▶ _ФРАГМЕНТ ТЕКСТА_
Было множество других историй и других ссылок. Некоторые были инициированы сталинским правительством, которое на разных этапах войны объявляло целые этнические группы – среди них были давно и крепко укоренившиеся в России поволжские немцы, а также чеченцы, крымские татары и турки-месхетинцы – угрозой безопасности страны и приказывало выселить всех до единого на восток или север, в основном в Сибирь и республики Средней Азии. Самые ранние этнические депортации немцев и поляков описывали как предупредительные меры безопасности. Позже, когда немецкая армия отступала, целые народы, включая чеченцев и оказавшихся под оккупацией крымских татар, были объявлены предателями и коллаборационистами[738]. В любом случае общее число людей – мужчин, женщин и детей – пострадавших от этнических депортаций в годы Великой Отечественной войны, составляло не менее двух миллионов человек[739]. Их истории, утраты, расставания, тысячи смертей не повлияли на формирование официального образа героической борьбы советского народа. Парадигматическими в этом отношении остаются Сталинградская битва и блокада Ленинграда, бывшей столицы империи.
Патриотизм в этой последней из многонациональных империй Европы был и остается предметом эмоциональных споров, дебатов, перекосов и искажений реальности. Одна из санитарок сказала мне: “Больше всех боялись умирать азербайджанцы. И таджики. Эти… азиаты. Русские меньше всех боялись. Это у нас в характере”. Теперь, когда Советского Союза больше нет, концепция русской войны стала основой для формирования доброй части нынешнего самосознания россиян и помехой в построении современной российской личной идентичности.

▶ _СТРОКИ ДАННЫХ_
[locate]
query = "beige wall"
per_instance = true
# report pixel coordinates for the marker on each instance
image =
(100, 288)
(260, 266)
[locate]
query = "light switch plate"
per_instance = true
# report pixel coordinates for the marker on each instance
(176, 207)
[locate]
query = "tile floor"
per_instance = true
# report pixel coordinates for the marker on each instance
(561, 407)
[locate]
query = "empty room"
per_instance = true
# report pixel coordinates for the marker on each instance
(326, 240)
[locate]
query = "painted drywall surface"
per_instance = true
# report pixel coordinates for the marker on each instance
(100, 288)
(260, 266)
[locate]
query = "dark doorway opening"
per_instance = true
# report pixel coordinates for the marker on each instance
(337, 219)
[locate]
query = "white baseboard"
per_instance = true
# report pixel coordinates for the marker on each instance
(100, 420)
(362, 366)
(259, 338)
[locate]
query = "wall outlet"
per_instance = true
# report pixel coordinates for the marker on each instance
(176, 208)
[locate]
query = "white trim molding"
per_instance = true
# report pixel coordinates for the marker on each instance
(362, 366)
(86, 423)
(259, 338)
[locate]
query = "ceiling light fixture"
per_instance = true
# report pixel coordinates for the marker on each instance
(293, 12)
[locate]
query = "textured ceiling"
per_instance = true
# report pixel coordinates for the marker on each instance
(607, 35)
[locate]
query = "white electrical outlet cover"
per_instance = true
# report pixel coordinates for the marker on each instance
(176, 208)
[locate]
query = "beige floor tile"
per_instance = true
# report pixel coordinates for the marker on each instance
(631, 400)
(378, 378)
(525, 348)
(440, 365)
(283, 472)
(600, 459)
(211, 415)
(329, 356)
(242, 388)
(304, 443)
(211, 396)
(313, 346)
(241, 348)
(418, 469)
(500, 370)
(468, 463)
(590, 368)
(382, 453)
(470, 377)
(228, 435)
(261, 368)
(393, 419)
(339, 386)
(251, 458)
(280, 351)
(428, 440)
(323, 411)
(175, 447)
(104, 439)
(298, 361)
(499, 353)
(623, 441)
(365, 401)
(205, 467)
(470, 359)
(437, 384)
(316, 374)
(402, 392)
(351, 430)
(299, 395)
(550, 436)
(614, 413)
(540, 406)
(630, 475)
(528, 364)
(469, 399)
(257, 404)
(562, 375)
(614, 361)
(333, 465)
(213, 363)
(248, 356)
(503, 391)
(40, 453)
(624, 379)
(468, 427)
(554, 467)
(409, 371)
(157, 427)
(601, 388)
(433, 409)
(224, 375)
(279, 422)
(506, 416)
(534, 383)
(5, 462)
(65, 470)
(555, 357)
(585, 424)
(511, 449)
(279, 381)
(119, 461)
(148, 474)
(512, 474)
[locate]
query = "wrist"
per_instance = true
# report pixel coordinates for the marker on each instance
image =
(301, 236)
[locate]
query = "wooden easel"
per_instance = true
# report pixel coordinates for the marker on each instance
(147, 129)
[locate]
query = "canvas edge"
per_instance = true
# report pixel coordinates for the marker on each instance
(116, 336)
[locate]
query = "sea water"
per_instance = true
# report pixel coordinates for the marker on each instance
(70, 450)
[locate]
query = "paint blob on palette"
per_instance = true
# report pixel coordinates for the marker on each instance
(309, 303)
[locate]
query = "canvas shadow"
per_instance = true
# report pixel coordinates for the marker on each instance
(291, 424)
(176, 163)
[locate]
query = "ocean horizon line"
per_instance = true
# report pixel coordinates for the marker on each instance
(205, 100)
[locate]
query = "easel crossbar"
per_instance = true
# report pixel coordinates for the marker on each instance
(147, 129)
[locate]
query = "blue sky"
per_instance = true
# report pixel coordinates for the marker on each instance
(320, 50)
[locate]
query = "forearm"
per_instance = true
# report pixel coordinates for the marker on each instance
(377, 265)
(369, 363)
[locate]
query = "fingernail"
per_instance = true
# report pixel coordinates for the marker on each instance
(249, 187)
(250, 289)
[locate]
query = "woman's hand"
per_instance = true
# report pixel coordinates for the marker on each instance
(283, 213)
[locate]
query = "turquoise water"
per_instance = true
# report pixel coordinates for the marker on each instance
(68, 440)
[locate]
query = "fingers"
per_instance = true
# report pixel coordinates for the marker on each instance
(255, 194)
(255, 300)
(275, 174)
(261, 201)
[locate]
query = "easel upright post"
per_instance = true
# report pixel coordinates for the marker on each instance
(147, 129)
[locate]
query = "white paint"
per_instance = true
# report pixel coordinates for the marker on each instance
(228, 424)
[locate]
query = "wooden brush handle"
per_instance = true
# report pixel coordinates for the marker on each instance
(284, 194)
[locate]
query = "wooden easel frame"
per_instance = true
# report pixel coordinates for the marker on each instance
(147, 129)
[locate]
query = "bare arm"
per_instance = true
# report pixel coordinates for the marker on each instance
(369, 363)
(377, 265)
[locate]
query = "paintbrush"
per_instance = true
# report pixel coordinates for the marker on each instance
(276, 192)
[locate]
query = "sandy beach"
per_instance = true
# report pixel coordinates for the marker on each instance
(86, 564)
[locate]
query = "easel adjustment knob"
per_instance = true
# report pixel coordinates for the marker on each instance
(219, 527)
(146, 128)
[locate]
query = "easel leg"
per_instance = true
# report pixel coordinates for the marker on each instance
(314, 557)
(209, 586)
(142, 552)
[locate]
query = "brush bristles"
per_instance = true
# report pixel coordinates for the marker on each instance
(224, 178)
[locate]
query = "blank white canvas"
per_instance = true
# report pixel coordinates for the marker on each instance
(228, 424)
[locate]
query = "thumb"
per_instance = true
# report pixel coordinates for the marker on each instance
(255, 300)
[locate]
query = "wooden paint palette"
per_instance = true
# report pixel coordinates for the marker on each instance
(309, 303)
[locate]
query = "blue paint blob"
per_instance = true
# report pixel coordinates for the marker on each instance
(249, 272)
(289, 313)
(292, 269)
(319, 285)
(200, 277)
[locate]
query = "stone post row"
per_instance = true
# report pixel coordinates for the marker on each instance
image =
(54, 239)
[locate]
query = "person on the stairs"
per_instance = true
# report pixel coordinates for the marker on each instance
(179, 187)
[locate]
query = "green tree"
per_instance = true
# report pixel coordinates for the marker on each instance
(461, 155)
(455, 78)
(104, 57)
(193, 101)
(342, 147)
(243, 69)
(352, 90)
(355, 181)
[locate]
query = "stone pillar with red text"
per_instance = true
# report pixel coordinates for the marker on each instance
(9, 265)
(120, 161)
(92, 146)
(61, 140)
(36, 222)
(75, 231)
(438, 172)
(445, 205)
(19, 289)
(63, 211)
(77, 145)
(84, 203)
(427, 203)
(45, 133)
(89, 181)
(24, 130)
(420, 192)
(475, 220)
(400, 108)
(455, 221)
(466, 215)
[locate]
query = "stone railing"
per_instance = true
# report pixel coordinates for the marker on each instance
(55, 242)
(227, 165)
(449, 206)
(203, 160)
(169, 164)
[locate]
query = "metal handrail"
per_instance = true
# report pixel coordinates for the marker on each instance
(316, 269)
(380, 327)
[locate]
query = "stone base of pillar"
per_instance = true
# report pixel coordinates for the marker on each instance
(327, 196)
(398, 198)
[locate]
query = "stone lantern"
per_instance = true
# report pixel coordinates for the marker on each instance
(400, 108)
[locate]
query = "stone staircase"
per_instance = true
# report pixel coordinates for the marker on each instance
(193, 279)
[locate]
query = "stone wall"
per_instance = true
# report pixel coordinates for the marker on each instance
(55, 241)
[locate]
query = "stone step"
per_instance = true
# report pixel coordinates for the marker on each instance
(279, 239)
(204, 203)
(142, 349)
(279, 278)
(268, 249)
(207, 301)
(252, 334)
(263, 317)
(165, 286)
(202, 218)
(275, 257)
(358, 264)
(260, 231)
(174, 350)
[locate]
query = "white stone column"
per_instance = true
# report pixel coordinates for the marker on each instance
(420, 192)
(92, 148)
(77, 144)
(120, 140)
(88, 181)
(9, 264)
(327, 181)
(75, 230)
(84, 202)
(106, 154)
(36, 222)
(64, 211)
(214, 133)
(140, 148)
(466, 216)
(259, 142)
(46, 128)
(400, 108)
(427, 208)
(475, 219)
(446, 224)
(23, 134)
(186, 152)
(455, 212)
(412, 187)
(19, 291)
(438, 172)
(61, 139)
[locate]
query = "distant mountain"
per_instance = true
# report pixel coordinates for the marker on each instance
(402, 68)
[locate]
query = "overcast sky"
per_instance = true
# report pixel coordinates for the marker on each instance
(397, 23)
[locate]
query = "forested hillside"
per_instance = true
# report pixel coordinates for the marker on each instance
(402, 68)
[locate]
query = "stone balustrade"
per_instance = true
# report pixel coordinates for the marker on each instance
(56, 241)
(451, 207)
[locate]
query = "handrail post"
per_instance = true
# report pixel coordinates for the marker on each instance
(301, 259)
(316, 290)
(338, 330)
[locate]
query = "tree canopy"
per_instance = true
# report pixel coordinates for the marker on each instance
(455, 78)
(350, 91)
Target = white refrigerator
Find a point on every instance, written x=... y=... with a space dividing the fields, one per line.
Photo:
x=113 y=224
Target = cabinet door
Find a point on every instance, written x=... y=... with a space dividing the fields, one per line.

▶ _ЗАДАНИЕ A_
Сколько человек, согласно фрагменту об этнических депортациях, пострадало от этнических депортаций в годы Великой Отечественной войны?
▶ _ЗАДАНИЕ B_
Пожалуйста, продолжите фрагмент об этнических депортациях, начав сразу после его последнего предложения.

▶ _ОЖИДАЕМЫЙ ОТВЕТ A_
Не менее двух миллионов человек.

▶ _ОЖИДАЕМЫЙ ОТВЕТ B_
Можно рассказать сколько угодно историй о Великой Отечественной войне – все они будут чрезвычайно важны для понимания ее значения, – но в конце концов ничто не способно умалить реальность огромных потерь, понесенных Россией, смертей миллионов человек, реальность той правды, что стоит за военным мифом. Людское горе было оглушительным, невыносимым. Павших на поле боя, убитых на войне хоронить всегда трудно. В культуре, в которой почва, кости и сопричастность играют столь важную роль, поиски призраков, ждущих упокоения, могут занять всю жизнь. Когда Константин Симонов хотел, чтобы перед его читателем в поэтическом пейзаже возникли могилы, он описывал “Деревни, деревни, деревни с погостами, / Как будто на них вся Россия сошлась”, но реальность была куда безжалостнее[740].
Александр Верт писал о Сталинграде: “На заводе «Красный Октябрь» и вокруг него бои продолжались несколько недель. Заводские дворы и даже помещения цехов были изрыты окопами. И сейчас еще на дне окопов лежали замерзшие зеленые трупы немцев, серые трупы русских и мерзлые куски человеческих тел. Среди обломков кирпичей валялись советские и немецкие каски, до половины наполненные снегом. Здесь была колючая проволока, и полузасыпанные мины, и снарядные гильзы, и причудливая путаница искореженных стальных ферм. Трудно было себе представить, как кто-то мог остаться в живых в таких условиях. Один из русских показал на стену, на которой было написано несколько имен. Возле этой стены одна из советских воинских частей полегла до единого человека. Теперь же в этом окаменелом аду все молчало и было мертво, как будто буйный сумасшедший внезапно умер от разрыва сердца”[741]. Я вспоминаю: “Они всегда лгали о количестве погибших”. Лгали и об обстоятельствах смерти. Медсестра, которая писала письма родным умерших в госпиталях от ран, рассказывала: “Мы всегда говорили их матерям, что они пали смертью героев”. Часто они сообщали родственникам и о могиле, даже когда это была всего лишь неглубокая траншея, безымянное поле без опознавательных знаков, даже когда от человека не оставалось ничего, что можно было бы предать земле.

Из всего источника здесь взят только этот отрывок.